§ **GIVEN INSTRUCTION**: Set down, without alteration, the lines from the one that contains "Q: Pick out each instance of the green" through the final line of the material below.

§ **SUPPLIED RECORDS**:
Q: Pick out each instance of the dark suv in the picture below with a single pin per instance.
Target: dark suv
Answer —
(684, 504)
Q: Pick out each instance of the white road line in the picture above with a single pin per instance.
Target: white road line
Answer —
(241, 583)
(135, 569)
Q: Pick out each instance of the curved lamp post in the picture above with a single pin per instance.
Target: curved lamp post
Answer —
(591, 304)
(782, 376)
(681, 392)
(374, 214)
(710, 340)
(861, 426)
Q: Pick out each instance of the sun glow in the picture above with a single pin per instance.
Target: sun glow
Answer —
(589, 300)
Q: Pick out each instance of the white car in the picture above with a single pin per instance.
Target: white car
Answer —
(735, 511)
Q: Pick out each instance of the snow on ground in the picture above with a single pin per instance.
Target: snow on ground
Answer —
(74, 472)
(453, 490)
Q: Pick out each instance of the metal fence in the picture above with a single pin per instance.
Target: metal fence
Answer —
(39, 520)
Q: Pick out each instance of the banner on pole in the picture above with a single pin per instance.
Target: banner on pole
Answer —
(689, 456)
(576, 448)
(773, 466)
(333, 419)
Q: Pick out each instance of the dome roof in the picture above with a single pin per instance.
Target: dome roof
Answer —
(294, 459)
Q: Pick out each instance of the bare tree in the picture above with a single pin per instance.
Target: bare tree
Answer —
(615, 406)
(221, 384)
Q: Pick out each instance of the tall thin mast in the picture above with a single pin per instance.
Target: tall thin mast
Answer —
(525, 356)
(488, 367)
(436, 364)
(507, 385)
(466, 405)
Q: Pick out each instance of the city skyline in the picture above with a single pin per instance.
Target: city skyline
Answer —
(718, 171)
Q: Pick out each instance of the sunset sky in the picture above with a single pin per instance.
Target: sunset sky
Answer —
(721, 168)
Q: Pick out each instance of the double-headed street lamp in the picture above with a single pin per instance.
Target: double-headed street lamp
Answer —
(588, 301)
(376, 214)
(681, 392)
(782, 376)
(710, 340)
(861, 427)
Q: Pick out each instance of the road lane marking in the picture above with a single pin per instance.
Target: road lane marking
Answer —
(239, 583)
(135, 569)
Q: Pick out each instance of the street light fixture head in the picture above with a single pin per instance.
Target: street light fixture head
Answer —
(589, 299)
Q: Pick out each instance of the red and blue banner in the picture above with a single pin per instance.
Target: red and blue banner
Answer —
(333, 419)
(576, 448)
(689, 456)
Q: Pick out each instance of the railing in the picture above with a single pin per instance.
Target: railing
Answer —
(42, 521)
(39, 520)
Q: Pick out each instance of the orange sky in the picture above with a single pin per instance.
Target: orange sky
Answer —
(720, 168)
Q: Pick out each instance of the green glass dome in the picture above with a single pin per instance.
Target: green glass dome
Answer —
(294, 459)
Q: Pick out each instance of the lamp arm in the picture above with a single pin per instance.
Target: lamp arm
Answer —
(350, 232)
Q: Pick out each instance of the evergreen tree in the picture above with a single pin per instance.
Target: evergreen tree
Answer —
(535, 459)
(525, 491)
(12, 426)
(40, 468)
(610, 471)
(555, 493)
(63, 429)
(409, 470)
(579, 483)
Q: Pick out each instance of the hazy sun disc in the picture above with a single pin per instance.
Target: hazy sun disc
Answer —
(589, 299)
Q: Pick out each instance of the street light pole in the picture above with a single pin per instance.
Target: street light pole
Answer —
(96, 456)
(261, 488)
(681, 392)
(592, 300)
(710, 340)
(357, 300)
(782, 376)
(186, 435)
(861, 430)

§ **RESPONSE**:
Q: Pick out each instance of the green glass dome in the picture above with a single pin per instance.
Target: green glass dome
Answer —
(294, 459)
Q: Pick out each instance of the lamp arm in the picture above with a single pin per instance.
Target: lamp arm
Answer —
(350, 232)
Q: Pick out each instance of the evergreen tree in the picture above with a single pin per instance.
Target: evergreen tree
Answer —
(535, 459)
(525, 491)
(12, 426)
(40, 468)
(610, 471)
(555, 493)
(63, 429)
(409, 470)
(579, 483)
Q: Pick out each instance of the hazy sun disc in the picture above with a single pin per instance.
Target: hazy sun disc
Answer —
(589, 299)
Q: Pick out each instance of the street light pole in the picture above with a single pin per instance.
Target: street light pole
Answer —
(96, 456)
(261, 488)
(681, 392)
(592, 300)
(710, 340)
(357, 300)
(782, 376)
(186, 435)
(861, 430)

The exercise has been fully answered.